[Entries drawn from a collection]
+--

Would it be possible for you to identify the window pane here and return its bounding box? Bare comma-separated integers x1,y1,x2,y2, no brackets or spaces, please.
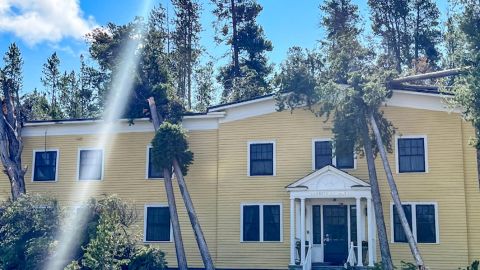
145,207,170,241
243,205,260,241
335,143,355,169
148,147,163,178
415,204,437,243
263,205,280,241
315,141,332,170
312,205,322,244
250,143,273,175
33,151,57,181
393,204,412,243
79,150,103,180
398,138,425,172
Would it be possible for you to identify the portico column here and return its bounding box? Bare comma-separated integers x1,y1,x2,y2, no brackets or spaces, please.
356,197,364,266
290,198,295,265
367,198,376,266
300,198,305,265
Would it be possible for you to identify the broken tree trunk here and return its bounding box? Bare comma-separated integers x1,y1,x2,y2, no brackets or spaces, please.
370,114,425,270
148,97,215,270
148,97,188,270
0,79,27,201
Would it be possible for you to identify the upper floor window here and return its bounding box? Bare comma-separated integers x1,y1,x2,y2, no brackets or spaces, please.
391,203,438,243
78,149,103,180
241,204,282,242
147,146,163,179
397,137,427,173
248,142,275,176
144,206,172,242
313,139,355,170
33,150,58,182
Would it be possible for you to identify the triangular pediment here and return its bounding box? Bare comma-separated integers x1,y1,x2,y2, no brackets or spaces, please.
286,166,370,191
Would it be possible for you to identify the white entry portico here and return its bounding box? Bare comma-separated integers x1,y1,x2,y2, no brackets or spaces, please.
286,166,376,269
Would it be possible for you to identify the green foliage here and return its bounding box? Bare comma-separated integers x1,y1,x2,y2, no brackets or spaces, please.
128,246,167,270
0,195,60,270
152,122,193,175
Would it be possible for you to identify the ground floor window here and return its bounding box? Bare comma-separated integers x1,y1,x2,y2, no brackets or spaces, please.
144,205,171,242
391,203,439,243
241,204,282,242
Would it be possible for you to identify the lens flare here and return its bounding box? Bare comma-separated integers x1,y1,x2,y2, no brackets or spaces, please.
44,0,152,270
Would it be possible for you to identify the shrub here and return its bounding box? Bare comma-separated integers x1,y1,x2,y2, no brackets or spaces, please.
0,194,60,270
152,122,193,175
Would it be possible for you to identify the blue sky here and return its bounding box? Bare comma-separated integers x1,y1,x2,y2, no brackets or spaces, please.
0,0,447,95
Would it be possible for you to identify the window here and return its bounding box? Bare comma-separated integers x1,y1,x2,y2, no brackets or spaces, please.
78,149,103,180
397,137,427,173
313,139,355,170
248,142,275,176
32,150,58,182
144,206,172,242
241,204,282,242
391,203,438,243
147,146,163,179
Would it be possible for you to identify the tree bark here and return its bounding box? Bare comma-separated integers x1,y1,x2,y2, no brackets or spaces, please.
362,120,394,270
148,97,188,270
369,113,425,269
0,77,27,201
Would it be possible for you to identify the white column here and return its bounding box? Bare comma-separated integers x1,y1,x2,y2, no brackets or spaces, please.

+--

* SET PROBLEM *
Pull out every line of the rows above that contains the word "portico" and copy each one. Letter case matters.

* RESPONSE BELOW *
Would it be possible for you to identify the portico column here and return its bounding box? Bare comma-separated integers x1,y1,x2,y2, no brackets or spaces, please.
Would it be possible for you to identify the white entry portico here and return its bounding box? Bare comma-separated integers x1,y1,x2,y2, no brackets or spaces, please.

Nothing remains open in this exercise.